*ZU ERLEDIGEN*:
• 1. Beantworte anhand des Textes über die Vierblättrige Einbeere, welche Art von Böden diese Pflanze braucht.
• 2. Nenne alle Waldtypen, in deren Krautschicht die Vierblättrige Einbeere laut dem Text über diese Pflanze zu finden ist.

16.April 2015

NATURBEOBACHTER AUS DER REGION


Eine Pflanze, die im Volksmund viele Namen trägt: die Vierblättrige Einbeere

Karl Josef Strank

In der Krautschicht von Buchen- und Eichenwäldern aber auch in Nadelmisch- und Auwäldern findet sich eine Pflanze, die mit ihrer vorwiegend lindgrünen Farbe unter den anderen Kräutern so gut getarnt ist, dass sie leicht übersehen wird: die Vierblättrige Einbeere, mit botanischem Namen Paris quadrifolia. Hat das Auge sie einmal erfasst, sieht man sie gleich zu mehreren, denn sie wächst meist truppweise. Sie braucht feuchte, nährstoffreiche, humose Böden. Der deutsche Name verweist auf die Frucht, die als eine einzige Beere in der Mitte der einzigen Blüte steht, die diese Pflanze jährlich hervorbringt.

*BEREITGESTELLTE DATEN*:
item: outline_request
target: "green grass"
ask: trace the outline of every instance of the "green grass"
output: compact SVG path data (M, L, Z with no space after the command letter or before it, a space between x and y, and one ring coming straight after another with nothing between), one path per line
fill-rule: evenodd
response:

*ERGEBNISSE JE AUFGABE*:
• 1. Sie braucht feuchte, nährstoffreiche, humose Böden.

• 2. Buchenwälder, Eichenwälder, Nadelmischwälder, Auwälder